**Rows from a point labeling set**
-----

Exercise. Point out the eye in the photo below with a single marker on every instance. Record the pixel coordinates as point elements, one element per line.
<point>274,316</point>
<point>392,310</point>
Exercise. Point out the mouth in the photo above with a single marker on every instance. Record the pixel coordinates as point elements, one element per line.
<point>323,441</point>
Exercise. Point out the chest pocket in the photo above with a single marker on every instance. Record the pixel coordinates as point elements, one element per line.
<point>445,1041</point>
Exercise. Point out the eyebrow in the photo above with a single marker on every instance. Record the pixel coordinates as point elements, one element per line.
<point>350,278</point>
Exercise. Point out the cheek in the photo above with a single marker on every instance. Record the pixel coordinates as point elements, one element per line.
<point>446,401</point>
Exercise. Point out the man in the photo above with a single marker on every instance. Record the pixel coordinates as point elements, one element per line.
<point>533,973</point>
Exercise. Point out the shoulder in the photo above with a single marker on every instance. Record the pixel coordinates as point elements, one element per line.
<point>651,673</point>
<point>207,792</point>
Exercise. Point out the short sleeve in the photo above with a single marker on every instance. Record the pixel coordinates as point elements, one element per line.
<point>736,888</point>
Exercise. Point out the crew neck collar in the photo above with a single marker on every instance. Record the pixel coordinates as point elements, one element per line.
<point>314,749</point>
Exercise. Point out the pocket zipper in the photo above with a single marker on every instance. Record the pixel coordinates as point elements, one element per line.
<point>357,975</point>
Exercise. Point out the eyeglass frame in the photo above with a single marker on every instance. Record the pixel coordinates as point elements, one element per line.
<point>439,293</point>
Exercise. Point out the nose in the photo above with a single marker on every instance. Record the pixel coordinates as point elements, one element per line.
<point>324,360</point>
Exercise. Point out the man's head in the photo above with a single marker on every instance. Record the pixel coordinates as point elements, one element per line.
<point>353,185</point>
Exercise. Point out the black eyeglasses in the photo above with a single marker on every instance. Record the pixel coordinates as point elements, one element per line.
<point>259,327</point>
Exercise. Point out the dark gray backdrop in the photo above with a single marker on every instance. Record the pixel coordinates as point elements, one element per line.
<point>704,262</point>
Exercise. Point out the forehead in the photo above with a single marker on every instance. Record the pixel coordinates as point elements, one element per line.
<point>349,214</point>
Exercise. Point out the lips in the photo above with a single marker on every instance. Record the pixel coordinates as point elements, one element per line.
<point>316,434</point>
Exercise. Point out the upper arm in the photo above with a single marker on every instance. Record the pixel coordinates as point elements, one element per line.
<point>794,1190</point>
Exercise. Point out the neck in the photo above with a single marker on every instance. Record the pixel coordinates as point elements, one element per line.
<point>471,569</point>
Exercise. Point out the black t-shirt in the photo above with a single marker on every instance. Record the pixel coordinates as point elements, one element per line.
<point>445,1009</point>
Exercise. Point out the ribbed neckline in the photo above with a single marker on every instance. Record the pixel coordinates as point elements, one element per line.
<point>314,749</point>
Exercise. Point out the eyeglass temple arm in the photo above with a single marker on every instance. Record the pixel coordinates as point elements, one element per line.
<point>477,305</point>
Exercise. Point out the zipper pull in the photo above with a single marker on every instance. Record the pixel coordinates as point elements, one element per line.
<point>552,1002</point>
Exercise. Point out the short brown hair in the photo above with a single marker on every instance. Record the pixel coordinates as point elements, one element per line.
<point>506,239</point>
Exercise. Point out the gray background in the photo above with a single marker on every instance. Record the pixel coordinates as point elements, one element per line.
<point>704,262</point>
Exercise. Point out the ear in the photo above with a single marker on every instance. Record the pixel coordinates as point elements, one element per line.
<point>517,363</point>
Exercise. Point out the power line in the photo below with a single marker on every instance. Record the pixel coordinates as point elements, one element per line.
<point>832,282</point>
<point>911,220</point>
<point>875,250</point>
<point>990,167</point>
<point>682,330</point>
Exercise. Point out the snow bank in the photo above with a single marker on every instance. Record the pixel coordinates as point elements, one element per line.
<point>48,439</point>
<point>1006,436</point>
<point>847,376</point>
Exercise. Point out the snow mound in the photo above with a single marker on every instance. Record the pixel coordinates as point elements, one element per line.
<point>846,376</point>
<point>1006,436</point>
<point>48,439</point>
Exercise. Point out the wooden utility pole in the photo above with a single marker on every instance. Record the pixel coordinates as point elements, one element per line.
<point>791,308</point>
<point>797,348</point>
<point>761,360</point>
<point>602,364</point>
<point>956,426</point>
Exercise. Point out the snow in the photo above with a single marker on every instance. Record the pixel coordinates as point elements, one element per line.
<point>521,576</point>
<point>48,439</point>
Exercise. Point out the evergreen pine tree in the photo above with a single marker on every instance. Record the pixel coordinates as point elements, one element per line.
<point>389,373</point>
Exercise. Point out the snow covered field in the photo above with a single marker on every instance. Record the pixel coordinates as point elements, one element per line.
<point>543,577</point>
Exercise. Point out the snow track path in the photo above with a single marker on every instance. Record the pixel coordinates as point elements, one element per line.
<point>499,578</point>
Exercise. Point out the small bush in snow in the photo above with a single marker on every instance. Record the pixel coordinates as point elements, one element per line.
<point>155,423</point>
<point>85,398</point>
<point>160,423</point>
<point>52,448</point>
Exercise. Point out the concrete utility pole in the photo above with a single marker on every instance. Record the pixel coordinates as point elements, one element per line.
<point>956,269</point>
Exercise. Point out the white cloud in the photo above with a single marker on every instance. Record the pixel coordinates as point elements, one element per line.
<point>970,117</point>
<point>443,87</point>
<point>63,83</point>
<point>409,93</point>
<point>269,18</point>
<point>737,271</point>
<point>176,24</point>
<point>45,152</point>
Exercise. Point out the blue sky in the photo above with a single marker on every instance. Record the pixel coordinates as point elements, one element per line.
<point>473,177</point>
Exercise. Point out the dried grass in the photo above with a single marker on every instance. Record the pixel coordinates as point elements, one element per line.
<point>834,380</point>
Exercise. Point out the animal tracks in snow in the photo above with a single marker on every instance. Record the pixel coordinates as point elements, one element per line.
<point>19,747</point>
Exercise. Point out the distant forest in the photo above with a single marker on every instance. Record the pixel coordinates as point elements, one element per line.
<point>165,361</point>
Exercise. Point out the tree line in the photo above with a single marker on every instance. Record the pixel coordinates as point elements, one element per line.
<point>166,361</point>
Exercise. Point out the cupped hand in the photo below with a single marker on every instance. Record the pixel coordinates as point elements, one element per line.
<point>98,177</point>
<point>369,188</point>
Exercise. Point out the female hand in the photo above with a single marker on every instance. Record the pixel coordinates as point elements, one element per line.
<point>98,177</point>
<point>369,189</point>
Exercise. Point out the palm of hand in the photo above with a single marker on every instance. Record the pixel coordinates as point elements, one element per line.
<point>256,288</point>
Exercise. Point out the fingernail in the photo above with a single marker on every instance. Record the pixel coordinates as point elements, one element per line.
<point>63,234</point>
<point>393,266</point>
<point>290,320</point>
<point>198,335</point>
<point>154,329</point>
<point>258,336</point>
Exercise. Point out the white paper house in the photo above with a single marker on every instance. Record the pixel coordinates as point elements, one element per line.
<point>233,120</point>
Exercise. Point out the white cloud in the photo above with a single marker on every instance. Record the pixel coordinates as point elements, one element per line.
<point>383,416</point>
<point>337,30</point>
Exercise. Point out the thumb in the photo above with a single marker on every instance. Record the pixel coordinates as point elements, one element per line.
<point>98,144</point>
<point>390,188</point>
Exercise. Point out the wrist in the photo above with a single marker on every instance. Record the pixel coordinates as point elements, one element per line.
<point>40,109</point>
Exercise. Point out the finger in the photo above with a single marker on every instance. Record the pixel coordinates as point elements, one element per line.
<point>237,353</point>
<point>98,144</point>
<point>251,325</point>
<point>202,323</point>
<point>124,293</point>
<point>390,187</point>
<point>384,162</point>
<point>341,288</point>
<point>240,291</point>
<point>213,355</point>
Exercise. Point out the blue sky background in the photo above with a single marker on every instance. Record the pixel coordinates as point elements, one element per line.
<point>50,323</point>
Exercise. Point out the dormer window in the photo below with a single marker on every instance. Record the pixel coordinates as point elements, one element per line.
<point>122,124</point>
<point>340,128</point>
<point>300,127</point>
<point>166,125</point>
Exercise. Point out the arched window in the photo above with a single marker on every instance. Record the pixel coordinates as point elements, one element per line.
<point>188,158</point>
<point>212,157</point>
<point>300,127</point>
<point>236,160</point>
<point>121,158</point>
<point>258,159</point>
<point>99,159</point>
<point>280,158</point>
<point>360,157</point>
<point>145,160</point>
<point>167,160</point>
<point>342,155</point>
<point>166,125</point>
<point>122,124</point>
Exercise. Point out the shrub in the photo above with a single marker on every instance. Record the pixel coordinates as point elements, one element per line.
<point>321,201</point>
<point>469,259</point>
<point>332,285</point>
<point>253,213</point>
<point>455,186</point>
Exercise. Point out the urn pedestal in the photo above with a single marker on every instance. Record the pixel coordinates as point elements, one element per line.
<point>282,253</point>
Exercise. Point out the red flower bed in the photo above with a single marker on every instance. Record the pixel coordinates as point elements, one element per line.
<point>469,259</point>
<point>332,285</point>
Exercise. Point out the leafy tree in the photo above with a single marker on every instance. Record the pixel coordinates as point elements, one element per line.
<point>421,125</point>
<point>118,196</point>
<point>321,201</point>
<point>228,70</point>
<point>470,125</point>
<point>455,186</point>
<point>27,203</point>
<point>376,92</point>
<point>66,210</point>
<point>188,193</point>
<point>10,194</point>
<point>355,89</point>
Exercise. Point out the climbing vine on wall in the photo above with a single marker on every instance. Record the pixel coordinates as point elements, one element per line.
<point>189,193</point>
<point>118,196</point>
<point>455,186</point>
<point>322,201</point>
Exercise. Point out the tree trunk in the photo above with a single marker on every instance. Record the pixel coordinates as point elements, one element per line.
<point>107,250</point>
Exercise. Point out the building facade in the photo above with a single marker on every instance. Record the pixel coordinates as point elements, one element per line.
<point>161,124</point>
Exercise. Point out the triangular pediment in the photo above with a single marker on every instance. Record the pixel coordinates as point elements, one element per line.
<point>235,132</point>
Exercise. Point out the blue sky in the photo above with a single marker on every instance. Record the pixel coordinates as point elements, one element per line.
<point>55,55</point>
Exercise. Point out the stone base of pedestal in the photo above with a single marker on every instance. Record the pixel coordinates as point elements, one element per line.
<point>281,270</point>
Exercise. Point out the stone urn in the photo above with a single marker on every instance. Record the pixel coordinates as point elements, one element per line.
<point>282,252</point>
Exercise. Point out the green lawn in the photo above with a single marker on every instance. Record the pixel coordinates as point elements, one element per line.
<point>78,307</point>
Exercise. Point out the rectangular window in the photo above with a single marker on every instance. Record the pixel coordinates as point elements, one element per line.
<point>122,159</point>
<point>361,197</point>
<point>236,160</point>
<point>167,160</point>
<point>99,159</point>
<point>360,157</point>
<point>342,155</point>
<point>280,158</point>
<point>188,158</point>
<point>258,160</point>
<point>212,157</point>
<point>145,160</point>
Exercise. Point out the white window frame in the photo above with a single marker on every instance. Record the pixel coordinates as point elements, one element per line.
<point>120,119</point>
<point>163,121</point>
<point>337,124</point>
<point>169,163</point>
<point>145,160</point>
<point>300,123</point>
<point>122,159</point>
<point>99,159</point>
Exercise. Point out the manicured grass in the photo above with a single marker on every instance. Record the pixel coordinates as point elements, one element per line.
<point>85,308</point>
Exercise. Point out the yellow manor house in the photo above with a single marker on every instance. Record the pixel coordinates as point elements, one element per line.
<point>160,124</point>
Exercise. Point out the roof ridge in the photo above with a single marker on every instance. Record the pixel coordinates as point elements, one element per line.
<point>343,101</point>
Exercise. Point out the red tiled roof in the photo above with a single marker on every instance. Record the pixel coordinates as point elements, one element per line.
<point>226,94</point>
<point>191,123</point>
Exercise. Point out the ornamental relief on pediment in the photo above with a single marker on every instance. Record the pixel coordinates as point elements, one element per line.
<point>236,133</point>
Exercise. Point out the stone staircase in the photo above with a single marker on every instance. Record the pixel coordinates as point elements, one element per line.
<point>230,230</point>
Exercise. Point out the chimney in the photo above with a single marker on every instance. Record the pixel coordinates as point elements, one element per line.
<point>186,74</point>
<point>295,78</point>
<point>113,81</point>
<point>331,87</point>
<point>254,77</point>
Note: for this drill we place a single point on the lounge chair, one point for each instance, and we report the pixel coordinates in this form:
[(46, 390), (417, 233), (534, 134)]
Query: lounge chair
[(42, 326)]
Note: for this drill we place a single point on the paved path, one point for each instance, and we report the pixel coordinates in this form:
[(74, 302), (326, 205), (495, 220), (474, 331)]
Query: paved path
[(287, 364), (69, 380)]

-----

**Exercise objective**
Rewrite the rows from the line with "Exercise. Point out the black eyeglasses" up to and including the line with "<point>259,327</point>", changing "black eyeglasses" to "dark-rimmed glasses" and leaving everything else unchanged.

**Solution**
Exercise. Point out the dark-rimmed glasses in the photo above with a single marker on every instance. Record the pixel coordinates as point elements, one element per line.
<point>259,327</point>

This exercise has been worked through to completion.